• Task input:
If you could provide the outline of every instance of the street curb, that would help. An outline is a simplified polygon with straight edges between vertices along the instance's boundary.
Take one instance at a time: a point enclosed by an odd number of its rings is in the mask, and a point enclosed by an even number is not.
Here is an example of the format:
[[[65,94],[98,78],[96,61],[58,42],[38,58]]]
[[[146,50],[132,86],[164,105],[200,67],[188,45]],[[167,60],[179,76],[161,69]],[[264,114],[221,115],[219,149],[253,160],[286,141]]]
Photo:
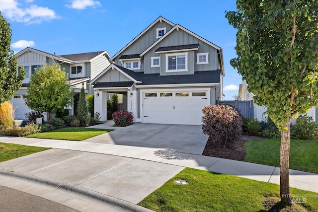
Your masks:
[[[0,169],[0,175],[54,187],[57,190],[72,193],[73,194],[80,196],[82,198],[110,206],[123,212],[154,212],[154,211],[150,209],[107,195],[50,179],[3,169]]]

• Aim of the exercise:
Rewrite the listing above as a JSON list of strings, one string per line, with blank lines skipped and the picture left out.

• Exercise result:
[
  "If you could provide the outline of every instance of the street curb, that would help. An outline is a simplified polygon with straight edges between vertices along the instance's boundary.",
  "Take one instance at a time: a point enclosed by an odd number of its rings is in the mask, and a point enclosed by an even number is not.",
  "Here is an example of the format:",
  "[[[65,94],[98,78],[96,61],[58,42],[38,58]]]",
  "[[[146,50],[132,86],[164,105],[200,67],[188,45]],[[167,60],[179,76],[161,69]],[[264,114],[221,115],[219,149],[253,160],[286,141]]]",
  "Photo:",
  "Your masks:",
  "[[[0,169],[0,175],[54,187],[57,190],[72,193],[73,194],[80,196],[82,198],[110,206],[123,212],[154,212],[154,211],[150,209],[107,195],[50,179],[3,169]]]"
]